What the exercise asks:
Reproduce only this part of the listing: the line with "Target: tree line", plus every line after it through the last.

┄┄┄┄┄┄┄┄┄┄

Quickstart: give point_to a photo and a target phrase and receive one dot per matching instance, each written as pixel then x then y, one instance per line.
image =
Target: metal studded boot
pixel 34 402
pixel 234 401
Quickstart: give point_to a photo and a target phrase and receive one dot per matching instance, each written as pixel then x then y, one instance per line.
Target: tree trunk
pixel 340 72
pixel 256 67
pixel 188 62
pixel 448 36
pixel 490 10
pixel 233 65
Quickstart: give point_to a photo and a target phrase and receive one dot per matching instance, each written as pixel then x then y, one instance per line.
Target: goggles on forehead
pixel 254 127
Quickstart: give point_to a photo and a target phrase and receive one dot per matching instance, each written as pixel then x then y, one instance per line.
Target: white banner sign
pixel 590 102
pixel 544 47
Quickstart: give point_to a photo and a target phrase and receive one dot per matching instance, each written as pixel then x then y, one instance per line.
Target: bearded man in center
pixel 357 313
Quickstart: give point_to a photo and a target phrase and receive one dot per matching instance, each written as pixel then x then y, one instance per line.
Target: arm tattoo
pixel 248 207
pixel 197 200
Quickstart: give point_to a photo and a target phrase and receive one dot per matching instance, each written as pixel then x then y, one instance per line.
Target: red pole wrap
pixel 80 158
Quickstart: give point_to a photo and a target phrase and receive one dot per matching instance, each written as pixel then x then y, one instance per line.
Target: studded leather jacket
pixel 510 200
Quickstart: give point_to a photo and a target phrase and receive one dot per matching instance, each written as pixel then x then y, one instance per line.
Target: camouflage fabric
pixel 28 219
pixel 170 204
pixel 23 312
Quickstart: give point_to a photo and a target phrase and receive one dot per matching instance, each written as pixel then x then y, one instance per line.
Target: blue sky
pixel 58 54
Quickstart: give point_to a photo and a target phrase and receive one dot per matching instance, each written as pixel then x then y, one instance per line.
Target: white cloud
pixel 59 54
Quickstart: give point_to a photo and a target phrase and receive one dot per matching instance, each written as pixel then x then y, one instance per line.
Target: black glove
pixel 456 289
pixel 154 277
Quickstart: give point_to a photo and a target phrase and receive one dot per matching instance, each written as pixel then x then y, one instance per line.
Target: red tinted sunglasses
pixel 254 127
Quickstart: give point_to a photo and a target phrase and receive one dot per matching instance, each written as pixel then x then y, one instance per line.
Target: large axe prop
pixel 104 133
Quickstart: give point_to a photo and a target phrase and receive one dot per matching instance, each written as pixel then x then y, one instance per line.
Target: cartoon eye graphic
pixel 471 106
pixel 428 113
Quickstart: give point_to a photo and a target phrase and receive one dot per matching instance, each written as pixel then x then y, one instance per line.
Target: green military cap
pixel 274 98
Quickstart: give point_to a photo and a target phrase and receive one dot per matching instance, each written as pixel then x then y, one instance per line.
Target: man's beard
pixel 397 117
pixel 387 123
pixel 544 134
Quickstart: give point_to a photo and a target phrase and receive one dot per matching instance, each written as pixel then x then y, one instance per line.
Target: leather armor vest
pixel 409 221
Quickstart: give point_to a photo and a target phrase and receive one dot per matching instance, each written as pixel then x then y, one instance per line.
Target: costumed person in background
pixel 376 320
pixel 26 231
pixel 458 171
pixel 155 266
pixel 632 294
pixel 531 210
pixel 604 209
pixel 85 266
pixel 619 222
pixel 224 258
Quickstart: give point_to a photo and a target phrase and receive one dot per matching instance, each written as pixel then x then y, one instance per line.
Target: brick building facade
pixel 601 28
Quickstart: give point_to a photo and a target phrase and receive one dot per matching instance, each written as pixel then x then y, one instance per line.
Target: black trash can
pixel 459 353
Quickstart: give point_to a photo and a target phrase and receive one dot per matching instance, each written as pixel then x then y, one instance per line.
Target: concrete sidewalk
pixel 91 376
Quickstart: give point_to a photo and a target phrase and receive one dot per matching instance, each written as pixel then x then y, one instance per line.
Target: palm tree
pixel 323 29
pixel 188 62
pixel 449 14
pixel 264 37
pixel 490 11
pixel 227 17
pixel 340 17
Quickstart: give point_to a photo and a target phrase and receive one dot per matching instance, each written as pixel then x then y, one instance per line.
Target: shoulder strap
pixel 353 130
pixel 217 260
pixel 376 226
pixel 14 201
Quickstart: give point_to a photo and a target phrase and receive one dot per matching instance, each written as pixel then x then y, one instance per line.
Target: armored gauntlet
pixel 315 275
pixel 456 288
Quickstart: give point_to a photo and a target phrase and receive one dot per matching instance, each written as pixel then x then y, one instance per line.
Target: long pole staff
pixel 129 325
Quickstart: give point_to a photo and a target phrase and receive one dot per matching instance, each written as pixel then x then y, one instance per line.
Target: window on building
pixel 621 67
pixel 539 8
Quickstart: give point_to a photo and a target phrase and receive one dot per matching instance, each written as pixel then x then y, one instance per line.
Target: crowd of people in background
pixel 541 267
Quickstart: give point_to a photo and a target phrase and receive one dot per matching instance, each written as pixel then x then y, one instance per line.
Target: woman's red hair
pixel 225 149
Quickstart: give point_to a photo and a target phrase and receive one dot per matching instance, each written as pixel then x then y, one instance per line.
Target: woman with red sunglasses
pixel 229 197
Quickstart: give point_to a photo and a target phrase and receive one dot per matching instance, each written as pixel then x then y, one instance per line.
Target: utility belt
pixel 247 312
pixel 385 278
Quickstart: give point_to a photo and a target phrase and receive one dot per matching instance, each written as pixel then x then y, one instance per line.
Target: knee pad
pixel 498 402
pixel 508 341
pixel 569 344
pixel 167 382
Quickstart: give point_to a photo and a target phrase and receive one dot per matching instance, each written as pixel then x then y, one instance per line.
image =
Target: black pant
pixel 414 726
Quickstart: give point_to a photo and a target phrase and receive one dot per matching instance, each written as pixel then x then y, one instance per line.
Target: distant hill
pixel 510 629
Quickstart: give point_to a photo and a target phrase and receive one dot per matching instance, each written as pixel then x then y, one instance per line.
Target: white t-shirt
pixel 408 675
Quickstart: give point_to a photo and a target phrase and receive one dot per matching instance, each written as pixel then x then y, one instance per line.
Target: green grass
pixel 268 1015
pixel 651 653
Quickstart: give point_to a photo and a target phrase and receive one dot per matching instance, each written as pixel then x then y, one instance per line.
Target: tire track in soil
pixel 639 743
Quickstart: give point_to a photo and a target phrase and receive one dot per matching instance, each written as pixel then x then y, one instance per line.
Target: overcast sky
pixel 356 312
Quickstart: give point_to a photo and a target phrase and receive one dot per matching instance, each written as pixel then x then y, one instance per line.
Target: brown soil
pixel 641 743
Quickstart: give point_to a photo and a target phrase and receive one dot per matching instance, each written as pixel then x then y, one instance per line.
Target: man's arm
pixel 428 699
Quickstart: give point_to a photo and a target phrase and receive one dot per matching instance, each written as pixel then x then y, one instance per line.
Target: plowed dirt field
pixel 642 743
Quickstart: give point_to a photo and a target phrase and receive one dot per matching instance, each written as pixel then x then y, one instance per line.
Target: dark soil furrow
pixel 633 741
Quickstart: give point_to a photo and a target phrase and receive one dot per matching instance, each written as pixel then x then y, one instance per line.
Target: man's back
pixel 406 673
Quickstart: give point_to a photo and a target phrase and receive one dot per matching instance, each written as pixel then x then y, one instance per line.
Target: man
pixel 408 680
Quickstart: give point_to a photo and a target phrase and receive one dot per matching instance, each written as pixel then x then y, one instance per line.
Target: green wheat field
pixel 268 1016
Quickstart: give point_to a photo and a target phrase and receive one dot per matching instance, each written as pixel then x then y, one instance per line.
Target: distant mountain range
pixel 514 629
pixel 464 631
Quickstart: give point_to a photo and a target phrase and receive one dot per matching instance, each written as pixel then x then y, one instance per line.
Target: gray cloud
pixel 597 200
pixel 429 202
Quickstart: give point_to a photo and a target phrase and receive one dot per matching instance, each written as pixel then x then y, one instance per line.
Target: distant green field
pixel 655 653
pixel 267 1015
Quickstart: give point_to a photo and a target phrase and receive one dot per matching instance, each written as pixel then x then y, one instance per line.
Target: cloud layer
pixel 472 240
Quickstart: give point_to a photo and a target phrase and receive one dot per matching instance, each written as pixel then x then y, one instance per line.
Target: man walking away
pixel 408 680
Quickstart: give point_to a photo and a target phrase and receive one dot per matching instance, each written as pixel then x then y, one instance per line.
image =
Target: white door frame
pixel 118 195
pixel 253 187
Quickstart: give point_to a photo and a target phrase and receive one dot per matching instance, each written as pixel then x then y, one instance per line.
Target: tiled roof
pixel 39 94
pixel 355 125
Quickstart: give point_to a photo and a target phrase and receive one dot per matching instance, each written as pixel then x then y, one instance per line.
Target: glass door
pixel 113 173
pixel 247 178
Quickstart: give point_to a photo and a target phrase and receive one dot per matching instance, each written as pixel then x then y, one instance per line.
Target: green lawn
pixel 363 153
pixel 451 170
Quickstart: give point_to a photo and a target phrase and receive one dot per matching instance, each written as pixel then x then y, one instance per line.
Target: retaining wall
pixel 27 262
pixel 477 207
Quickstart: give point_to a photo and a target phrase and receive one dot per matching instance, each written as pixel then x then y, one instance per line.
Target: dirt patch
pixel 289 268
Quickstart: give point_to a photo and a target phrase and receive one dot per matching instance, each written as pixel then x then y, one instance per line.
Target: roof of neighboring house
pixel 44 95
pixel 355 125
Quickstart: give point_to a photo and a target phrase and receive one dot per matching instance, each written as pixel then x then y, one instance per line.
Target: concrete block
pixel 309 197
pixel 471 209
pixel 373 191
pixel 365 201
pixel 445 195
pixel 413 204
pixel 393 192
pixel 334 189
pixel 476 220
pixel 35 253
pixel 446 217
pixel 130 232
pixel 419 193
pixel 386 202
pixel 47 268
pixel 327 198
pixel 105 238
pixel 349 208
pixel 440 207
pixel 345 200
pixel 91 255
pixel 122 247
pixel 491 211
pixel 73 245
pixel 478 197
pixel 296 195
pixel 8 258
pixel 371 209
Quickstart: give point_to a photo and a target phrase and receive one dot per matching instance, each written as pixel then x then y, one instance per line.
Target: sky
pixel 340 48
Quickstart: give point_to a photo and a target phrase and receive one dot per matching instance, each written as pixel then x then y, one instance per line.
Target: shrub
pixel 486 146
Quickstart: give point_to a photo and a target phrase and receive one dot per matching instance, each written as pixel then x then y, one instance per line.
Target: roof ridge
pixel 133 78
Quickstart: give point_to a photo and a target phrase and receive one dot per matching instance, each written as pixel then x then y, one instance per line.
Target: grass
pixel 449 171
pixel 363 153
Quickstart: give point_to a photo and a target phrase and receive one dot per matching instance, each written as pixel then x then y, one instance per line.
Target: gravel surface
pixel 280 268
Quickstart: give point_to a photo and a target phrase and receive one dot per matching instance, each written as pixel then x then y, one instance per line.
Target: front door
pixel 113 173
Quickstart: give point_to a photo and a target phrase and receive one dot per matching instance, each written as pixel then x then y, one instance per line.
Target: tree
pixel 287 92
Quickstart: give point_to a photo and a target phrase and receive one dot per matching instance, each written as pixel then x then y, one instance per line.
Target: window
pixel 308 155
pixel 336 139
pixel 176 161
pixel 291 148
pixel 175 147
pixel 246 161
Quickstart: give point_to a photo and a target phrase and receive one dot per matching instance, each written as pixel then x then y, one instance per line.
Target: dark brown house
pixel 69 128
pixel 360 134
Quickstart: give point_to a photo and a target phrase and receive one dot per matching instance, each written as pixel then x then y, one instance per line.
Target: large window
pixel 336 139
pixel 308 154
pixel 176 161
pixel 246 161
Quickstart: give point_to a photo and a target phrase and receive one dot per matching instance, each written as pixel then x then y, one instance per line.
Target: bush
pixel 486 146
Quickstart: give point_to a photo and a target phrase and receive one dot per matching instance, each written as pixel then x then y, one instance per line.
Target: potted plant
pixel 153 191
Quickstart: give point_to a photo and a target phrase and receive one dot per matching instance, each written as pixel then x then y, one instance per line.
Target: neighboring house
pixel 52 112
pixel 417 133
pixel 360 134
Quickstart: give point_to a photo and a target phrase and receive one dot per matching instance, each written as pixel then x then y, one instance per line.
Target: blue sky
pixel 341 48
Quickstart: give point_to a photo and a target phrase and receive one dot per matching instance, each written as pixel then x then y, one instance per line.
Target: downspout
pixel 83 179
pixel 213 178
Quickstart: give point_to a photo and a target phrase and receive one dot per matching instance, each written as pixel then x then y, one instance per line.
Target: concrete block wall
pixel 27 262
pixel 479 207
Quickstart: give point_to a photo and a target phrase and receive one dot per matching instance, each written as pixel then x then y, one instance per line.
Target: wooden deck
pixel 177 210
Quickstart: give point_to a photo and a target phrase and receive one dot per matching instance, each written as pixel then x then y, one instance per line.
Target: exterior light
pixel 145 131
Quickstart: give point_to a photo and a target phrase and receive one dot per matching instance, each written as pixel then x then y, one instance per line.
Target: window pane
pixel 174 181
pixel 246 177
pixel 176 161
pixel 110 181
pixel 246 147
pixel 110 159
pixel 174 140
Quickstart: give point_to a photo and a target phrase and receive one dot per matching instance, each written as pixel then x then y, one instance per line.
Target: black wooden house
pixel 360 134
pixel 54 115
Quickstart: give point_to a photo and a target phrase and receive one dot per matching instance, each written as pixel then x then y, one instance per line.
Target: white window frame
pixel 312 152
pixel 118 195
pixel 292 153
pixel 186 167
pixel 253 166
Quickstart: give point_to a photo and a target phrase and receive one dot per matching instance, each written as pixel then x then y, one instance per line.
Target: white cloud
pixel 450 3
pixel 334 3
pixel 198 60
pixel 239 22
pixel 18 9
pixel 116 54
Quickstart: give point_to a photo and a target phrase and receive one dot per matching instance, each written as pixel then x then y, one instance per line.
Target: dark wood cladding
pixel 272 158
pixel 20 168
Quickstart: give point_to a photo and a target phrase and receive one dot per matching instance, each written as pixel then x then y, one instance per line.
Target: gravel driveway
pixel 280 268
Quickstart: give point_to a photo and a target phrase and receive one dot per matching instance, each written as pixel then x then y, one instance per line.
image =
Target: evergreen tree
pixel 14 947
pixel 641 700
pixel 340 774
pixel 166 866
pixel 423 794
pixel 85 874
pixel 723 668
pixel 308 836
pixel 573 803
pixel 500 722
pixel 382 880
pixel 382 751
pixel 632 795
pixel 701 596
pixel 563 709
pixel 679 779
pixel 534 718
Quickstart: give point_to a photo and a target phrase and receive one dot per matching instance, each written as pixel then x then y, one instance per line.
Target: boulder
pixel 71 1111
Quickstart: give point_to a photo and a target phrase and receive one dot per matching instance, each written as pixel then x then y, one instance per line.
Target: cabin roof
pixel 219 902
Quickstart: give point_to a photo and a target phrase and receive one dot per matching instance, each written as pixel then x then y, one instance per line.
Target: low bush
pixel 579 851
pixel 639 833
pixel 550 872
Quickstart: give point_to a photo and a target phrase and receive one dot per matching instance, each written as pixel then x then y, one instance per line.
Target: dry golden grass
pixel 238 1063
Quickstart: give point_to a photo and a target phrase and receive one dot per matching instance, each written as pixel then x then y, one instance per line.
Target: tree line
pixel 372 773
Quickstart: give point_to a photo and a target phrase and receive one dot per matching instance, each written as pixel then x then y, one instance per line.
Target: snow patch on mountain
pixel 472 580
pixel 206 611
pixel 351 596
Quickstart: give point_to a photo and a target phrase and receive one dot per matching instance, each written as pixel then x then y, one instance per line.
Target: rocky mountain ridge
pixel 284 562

┄┄┄┄┄┄┄┄┄┄

Answer section:
Target: tree line
pixel 372 773
Quickstart: give point_to a photo and a target phrase and receive one dot per matching instance, each written as pixel then x then y, one instance per line.
Target: snow patch on mountain
pixel 472 580
pixel 206 611
pixel 351 596
Quickstart: give point_to a photo and a target phrase and receive one dot per matching instance, each written as pixel then x then y, one instance per line.
Target: rocky mountain ridge
pixel 284 562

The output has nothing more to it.